(ИСХОДНЫЙ ТЕКСТ):
+++
Литмир - Электронная Библиотека
A
A

Собственную систему… Собственный мир.

И как раз на пороге этого нового для него мира он записывает мрачные мысли: «Полюбить искусство — полюбить смерть». Смерть может быть понята здесь отчасти и чисто эстетически: как художественное переосмысление зримого мира, как уход из него, уход из жизни — в искусство и прежде всего средствами искусства: «…отречение от жизни — буддизм — стремление истинных художников»25. Вон куда его занесло. Это ещё резче уже знакомого нам: «Когда меня пугает жизнь — я отдыхаю в искусстве».

Что для него жизнь вне искусства? Ещё в первый-то год он начал тосковать: «…каждое утро, торопясь в ателье, на бульваре мимоходом покупаю на два су ландышей и держу их в кармане. Их запах напоминает мне наши русские простенькие рощицы с прохладными тенистыми прогалинами, где эти ландыши растут. Один запах сразу создает картину сельской идиллии»26.
+++
(ИСХОДНЫЕ ДАННЫЕ):
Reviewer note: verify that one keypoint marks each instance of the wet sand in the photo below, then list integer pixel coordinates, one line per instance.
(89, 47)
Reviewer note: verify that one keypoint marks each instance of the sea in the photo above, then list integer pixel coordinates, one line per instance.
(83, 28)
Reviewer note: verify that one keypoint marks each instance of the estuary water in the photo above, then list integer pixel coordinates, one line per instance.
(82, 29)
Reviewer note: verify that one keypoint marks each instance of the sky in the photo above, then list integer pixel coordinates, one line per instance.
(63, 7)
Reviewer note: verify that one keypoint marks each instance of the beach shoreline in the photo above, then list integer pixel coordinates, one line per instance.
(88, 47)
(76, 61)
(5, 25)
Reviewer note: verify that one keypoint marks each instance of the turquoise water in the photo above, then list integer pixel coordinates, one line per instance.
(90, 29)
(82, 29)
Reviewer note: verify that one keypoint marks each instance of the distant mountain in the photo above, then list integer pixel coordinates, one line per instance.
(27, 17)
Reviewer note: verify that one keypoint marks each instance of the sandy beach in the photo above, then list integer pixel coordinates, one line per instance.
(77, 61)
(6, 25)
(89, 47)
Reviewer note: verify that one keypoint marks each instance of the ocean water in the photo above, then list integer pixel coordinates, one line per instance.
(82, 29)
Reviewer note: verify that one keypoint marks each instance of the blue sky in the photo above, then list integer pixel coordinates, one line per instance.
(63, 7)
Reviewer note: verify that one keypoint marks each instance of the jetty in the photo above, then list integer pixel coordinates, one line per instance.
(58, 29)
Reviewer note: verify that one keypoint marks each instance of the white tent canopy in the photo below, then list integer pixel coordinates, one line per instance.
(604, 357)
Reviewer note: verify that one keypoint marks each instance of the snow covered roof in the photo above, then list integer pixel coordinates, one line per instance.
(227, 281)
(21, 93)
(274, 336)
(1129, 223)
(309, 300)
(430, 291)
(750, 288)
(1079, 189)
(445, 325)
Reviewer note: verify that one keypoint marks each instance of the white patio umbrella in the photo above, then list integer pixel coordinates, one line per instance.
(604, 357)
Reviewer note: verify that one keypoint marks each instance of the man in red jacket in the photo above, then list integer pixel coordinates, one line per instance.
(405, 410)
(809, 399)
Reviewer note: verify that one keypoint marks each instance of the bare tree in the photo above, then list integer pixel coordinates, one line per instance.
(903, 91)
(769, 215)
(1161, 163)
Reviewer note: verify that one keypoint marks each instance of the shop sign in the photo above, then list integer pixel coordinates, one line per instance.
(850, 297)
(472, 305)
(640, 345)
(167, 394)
+++
Подхватите текст о художнике и его отношении к искусству и продолжите его сразу после последнего предложения.

Два года спустя мысли, как видим, стали более мрачными. Вскоре друзья узнали, что жизнь для него — это и всё более назойливая боль в спине, переходящая в тягчайшую муку.

Операцию делал один из лучших хирургов Европы, Цезарь Ру. Затем, в марте 1898 года, друзья отправляют его в тёплое южное местечко Массэйе. Пока он там отдыхал, они же, из лукавства, взяли да и выставили перед Кормоном все мусатовские живописные опыты. Тому только и оставалось, что сказать: «Однако я не знал, какого змеёныша питаю у себя на груди!»27 Но то уж без всякой злобы. Под конец мэтр даже похвалил все эти цветовые фантазии.

К слову, Кормон однажды, беседуя со своим учеником, «задумчиво заметил, что, по его мнению, от русских художников надо ждать многого в развитии молодого искусства. Избыток силы чувствовал Кормон у русских художников… и указывал на глубокий запас художественной мысли в произведениях чистого и прикладного искусства русской старины. (…) Через несколько лет то же говорил работавшему у него Рериху, но тогда уже совершенно определённо и уверенно»28. Они-то все на Запад взирали, мудрый француз же им прямо противоположное направление указывал.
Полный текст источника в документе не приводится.